Brief 1:
In the random_page_cost thread, why did the writer prepare the attached documentation patch?
Brief 2:
From the random_page_cost thread, return the passage from "I looked over" up to and including "explicity state it.", copied without any change.

Passage shown:
◇ ◇ ◇ ◇ ◇

Where did you see that there will be an improvement in the 9.2
documentation? I don't see an improvement.

I looked over the random_page_cost documentation and remembered I was
always concerned about how vague it was about caching effects, so I
wrote the attached doc patch to explicity state it.

--
Bruce Momjian <bruce(at)momjian(dot)us> http://momjian.us
EnterpriseDB http://enterprisedb.com

+ It's impossible for everything to be true. +

Attachment Content-Type Size
random text/plain 746 bytes

From: Greg Smith <greg(at)2ndQuadrant(dot)com>
To:
Cc: pgsql-hackers(at)postgresql(dot)org
Subject: Re: random_page_cost vs seq_page_cost
Date: 2012-02-07 22:06:18
Message-ID: 4F31A05A.1060506@2ndQuadrant.com
Views: Raw Message | Whole Thread | Download mbox | Resend email
Lists: pgsql-hackers

On 02/07/2012 03:23 PM, Bruce Momjian wrote:
> Where did you see that there will be an improvement in the 9.2
> documentation? I don't see an improvement.

◇ ◇ ◇ ◇ ◇

Material provided:
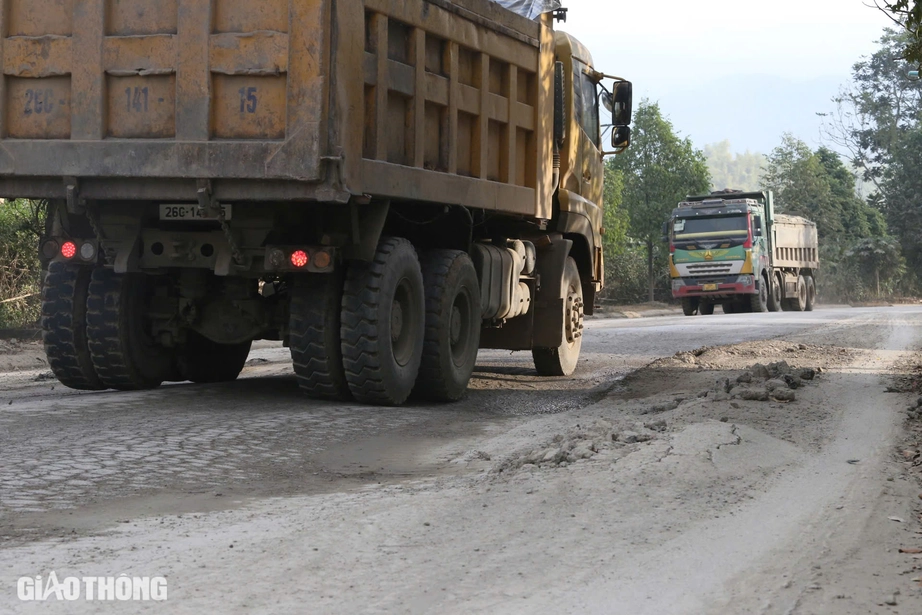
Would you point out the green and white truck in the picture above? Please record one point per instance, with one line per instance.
(731, 248)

◇ ◇ ◇ ◇ ◇

Reply 1:
While looking over the random_page_cost documentation, the writer remembered always having been concerned about how vague it was about caching effects. The attached patch was written to state those effects explicitly.

Reply 2:
I looked over the random_page_cost documentation and remembered I was
always concerned about how vague it was about caching effects, so I
wrote the attached doc patch to explicity state it.